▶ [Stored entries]

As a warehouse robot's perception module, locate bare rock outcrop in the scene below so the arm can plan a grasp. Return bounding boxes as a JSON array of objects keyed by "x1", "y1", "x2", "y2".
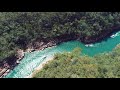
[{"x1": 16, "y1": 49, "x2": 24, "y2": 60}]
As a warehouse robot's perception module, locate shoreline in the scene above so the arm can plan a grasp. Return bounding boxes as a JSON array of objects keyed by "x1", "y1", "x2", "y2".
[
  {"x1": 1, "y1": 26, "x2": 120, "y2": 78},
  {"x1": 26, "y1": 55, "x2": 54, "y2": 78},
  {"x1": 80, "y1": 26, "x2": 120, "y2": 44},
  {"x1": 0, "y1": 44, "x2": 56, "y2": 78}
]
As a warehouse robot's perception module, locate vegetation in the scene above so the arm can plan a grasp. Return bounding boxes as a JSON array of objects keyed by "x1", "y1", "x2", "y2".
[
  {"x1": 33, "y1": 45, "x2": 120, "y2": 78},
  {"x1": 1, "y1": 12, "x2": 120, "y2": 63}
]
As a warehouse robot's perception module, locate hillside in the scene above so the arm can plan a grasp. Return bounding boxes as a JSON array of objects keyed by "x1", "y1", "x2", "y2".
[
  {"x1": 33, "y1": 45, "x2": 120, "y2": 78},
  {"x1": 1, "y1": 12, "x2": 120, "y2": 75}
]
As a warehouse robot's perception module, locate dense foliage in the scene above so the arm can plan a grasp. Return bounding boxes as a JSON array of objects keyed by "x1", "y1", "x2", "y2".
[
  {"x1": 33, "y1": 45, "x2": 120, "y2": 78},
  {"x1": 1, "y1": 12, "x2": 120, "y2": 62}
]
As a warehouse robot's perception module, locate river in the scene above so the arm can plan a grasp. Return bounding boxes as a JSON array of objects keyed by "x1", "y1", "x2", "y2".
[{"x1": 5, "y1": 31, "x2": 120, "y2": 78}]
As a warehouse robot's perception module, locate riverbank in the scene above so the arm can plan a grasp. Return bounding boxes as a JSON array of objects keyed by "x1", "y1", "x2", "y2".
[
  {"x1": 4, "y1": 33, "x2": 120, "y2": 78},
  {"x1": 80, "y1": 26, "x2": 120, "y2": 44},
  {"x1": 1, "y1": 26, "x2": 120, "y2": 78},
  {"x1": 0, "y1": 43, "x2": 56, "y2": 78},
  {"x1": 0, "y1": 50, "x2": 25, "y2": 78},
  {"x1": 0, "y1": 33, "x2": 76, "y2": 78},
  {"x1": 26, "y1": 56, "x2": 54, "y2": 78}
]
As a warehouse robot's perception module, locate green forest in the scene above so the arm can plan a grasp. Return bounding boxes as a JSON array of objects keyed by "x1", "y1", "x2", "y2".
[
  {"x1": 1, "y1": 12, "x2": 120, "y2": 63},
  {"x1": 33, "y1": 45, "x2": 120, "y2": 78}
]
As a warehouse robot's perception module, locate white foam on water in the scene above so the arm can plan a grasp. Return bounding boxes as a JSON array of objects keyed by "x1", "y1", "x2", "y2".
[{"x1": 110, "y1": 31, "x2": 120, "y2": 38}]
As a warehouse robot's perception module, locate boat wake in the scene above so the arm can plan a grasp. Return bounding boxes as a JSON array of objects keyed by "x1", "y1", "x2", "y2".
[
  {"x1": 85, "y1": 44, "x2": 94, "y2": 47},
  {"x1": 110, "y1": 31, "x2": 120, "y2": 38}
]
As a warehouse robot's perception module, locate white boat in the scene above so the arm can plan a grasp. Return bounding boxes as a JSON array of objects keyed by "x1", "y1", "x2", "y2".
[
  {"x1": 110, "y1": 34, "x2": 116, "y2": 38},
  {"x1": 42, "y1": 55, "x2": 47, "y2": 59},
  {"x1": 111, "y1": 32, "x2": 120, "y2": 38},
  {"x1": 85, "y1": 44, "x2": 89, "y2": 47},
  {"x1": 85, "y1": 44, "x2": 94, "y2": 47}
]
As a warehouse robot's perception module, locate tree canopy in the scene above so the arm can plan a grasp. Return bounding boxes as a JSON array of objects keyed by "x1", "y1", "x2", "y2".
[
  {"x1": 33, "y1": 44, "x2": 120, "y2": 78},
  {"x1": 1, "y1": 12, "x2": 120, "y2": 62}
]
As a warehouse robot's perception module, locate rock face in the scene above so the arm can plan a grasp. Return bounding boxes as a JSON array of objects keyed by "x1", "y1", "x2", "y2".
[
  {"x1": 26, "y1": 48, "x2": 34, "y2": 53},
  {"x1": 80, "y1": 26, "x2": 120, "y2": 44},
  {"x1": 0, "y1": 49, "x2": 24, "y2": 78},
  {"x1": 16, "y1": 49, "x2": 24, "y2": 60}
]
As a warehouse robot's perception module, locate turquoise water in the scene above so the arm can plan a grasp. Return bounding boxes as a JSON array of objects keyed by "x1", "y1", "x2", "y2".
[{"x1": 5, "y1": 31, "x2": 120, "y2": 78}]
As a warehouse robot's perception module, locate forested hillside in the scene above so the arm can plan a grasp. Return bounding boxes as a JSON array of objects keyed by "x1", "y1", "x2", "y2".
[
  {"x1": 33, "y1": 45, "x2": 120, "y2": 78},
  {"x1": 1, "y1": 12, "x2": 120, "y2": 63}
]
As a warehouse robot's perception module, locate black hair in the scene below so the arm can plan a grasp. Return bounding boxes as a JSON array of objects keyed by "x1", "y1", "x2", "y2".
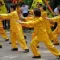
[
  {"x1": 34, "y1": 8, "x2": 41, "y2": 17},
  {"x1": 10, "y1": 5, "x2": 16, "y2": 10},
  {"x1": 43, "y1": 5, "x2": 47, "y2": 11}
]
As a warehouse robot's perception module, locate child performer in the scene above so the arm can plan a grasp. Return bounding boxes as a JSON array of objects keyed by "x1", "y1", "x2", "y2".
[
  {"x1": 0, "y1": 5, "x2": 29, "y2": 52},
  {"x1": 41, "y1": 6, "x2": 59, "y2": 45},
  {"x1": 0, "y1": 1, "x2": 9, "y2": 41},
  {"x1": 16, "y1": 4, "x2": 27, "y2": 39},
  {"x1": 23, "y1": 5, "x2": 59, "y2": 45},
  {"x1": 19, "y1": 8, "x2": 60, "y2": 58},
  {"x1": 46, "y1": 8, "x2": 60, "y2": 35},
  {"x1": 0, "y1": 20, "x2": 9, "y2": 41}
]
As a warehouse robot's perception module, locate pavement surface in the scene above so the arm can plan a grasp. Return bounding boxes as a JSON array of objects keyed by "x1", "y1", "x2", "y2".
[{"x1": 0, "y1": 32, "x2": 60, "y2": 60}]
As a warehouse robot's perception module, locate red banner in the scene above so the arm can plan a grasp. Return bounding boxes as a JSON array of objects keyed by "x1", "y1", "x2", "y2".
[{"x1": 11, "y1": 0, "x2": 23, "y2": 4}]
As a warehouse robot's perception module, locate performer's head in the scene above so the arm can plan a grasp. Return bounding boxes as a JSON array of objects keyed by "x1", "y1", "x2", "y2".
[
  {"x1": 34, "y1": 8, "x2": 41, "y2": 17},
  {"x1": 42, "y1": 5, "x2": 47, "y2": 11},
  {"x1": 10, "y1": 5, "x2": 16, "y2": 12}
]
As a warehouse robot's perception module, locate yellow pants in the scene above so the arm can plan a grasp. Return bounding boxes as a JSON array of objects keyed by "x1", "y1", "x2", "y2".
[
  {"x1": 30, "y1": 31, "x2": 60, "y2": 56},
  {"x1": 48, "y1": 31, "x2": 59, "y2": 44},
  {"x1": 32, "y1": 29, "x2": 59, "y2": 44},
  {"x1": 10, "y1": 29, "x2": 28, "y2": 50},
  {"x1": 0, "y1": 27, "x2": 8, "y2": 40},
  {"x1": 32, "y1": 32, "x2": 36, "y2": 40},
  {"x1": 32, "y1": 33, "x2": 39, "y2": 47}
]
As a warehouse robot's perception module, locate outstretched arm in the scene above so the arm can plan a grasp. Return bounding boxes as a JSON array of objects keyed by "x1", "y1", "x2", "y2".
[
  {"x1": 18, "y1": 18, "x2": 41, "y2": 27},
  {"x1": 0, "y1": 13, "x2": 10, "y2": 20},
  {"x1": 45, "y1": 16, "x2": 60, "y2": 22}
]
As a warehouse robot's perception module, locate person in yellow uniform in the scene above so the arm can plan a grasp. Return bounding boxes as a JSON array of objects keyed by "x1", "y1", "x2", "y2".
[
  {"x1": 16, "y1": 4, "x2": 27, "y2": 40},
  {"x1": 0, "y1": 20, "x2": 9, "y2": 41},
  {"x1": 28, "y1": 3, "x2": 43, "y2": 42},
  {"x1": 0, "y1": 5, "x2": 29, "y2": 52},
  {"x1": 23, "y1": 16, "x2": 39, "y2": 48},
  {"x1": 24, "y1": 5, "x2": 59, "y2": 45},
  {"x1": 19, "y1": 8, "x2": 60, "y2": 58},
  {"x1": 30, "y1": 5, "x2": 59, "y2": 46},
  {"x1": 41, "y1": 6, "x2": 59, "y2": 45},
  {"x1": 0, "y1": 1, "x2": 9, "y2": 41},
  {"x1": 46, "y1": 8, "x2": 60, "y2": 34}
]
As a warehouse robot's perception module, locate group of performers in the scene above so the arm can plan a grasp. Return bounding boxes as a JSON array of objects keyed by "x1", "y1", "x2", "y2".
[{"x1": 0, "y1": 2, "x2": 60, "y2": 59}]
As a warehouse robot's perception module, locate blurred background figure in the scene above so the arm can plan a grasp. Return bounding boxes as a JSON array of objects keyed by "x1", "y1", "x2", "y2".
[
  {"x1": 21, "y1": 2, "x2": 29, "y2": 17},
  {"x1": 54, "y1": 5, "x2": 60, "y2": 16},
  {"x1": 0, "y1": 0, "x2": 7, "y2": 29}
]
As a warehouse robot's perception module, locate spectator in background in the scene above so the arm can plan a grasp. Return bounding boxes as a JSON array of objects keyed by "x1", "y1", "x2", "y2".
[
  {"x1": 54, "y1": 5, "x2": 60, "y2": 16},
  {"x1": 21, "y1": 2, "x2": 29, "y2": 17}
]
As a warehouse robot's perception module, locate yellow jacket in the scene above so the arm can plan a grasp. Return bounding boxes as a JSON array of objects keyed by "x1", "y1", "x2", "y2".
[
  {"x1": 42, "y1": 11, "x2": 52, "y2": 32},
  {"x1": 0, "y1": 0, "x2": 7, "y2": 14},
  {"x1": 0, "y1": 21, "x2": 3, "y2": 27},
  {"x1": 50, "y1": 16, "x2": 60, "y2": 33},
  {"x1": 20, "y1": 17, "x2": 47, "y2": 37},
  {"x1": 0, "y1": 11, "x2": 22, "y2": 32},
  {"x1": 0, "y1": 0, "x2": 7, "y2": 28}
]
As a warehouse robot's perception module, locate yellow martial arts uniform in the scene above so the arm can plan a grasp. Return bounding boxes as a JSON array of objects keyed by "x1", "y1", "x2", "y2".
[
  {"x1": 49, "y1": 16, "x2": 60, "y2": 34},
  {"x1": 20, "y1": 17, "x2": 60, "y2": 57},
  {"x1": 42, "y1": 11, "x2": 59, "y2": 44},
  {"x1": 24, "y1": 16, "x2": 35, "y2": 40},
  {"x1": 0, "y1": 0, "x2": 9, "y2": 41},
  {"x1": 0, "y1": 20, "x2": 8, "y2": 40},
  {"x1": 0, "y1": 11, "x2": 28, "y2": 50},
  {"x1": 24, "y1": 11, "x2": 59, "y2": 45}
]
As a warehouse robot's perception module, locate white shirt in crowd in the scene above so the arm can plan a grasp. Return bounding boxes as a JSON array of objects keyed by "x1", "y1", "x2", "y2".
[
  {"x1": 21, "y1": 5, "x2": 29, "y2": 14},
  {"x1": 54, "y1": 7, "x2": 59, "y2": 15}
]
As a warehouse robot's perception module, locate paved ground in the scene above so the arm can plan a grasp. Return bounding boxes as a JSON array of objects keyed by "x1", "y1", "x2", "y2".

▶ [Task directions] Reproduce, word for word, the lines of the data from the one that contains "As a warehouse robot's perception module, locate white shirt" to the end, both ends included.

▶ [Response to the task]
As a warehouse robot's perception module, locate white shirt in crowd in the scene above so the arm can plan a grasp. Return bounding boxes as a JSON array of objects keyed by "x1", "y1", "x2", "y2".
[
  {"x1": 21, "y1": 5, "x2": 29, "y2": 14},
  {"x1": 54, "y1": 7, "x2": 59, "y2": 15}
]
As a warehouse robot's perception module, locate paved ground in the scene above so the arm can plan a grasp. Return bounding boxes as a JSON array of objects keyed by "x1", "y1", "x2", "y2".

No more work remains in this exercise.